◆ **Short problem**
Copy every line of the records below word for word, leaving out the pictures.

◆ **Data for this task**
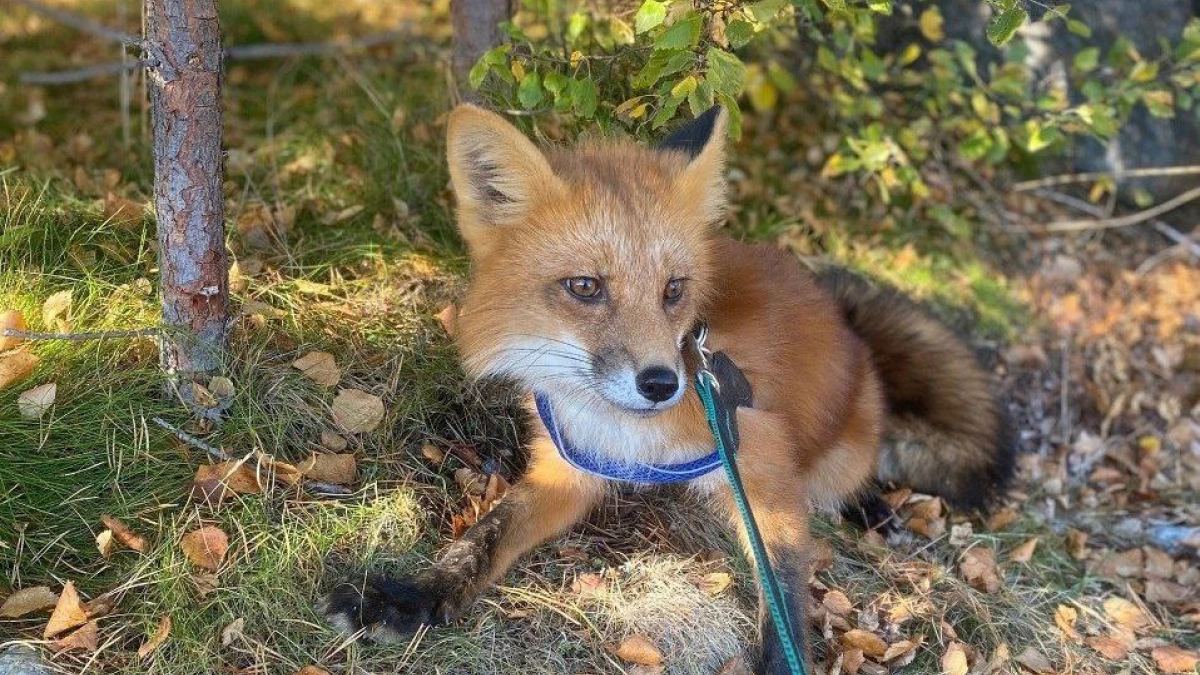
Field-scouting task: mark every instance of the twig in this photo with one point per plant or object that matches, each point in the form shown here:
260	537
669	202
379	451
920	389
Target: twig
81	23
79	336
1072	178
221	455
240	53
1163	228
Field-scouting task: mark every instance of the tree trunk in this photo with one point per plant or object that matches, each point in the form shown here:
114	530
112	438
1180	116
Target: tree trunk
475	25
185	112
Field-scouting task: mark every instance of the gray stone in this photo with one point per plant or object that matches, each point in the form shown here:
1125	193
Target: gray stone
22	659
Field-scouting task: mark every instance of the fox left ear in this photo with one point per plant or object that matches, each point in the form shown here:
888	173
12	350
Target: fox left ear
702	180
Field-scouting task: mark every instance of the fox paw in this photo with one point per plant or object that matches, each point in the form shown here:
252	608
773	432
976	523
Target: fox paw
385	610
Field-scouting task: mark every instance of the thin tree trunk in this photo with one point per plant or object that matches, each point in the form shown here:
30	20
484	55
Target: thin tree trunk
475	25
185	112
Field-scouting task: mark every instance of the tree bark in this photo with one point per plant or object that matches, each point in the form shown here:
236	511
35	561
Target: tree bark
185	111
475	25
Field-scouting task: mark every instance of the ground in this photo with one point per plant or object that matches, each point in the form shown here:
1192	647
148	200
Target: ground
341	227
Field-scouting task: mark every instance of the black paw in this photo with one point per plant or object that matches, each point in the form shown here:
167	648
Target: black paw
384	609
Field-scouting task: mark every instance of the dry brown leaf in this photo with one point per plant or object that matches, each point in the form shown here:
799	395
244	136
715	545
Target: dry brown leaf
57	311
449	318
1171	658
319	366
16	366
978	568
15	320
85	639
28	601
358	412
205	547
1065	617
67	614
1035	661
37	401
851	661
339	470
1126	614
954	659
157	639
639	649
125	536
1024	553
871	644
838	603
1110	647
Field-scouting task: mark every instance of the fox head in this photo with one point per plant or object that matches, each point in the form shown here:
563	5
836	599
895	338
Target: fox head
591	263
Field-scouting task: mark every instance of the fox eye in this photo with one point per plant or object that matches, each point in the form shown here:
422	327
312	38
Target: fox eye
583	287
672	291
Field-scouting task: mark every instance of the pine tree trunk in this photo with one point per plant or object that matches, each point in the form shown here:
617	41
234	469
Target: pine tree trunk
185	112
475	25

◆ **Written solution**
Field-scouting task: mark every instance of the twig in this photo with one point per plant or object that matches, each point in the form shown here:
260	537
669	202
379	451
920	389
Target: twig
81	23
79	336
1072	178
221	455
240	53
1163	228
Field-scouting task: mark every instance of the tree trunk in this photo with one point per plant or object that matches, each point in the form shown here:
114	530
112	438
1180	116
Target: tree trunk
475	25
185	112
Field-scouting task: mark every instance of the gray stone in this photo with one point per plant or object that matches, each point in the form shown here:
1125	193
Target: gray stone
22	659
Field-scouting task: mark every instance of the fox left ear in this photo with one point per plant or object that matches, each point in the form shown here:
888	173
12	350
Target: fox left ear
702	180
Field-scouting task: mark every instance of the fox paw in this photo with one point per plant or object that matches, each point in the form shown here:
252	608
773	432
976	523
Target: fox paw
385	610
Field-scouting task: mark every instance of the thin tree trunk in this photo with one point per plant or object that matches, each point in the form shown here:
30	20
484	55
Target: thin tree trunk
475	25
185	112
Field-scouting task: mark every instance of the tree bark in this photo with one point per plant or object that matches, each point in the form shown here:
236	511
35	561
Target: tree bark
185	111
475	25
Field-scouting task: mark every instance of the ground in this photo with one point per plant or object that matches, each point in the form shown here:
1192	647
148	200
Target: ground
341	227
Field-scouting task: mark every instance of the black paw in this photo with one point per plant or object that matches, each point in the form shown here:
167	648
Target: black paw
384	609
Field-scouting task: mark every instance of the dry brown leaf in this photo with one point per plant or object that matches, each point in the form shown here:
799	395
244	136
715	545
Target: dry brown leaf
57	311
449	318
1171	658
319	366
16	366
978	568
15	320
85	639
28	601
358	412
205	547
1065	617
67	614
1035	661
37	401
851	661
339	470
1126	614
954	659
157	639
639	649
125	536
1024	553
871	644
838	603
1110	647
Field-scouting task: mark every instance of the fox head in this photo with one point per plant or object that matches, each point in the form shown here:
563	5
836	599
895	338
Target: fox head
591	263
Field-scouting task: mark every instance of the fox eye in this photo with one point per plant or object that matches, each point in the form shown here:
422	327
312	38
Target: fox eye
583	287
672	291
Field-scouting task: mark every instance of the pine tree trunk in this photo with one point per plant or object that matches, each point in the form shown here:
617	41
234	469
Target: pine tree trunk
185	112
475	25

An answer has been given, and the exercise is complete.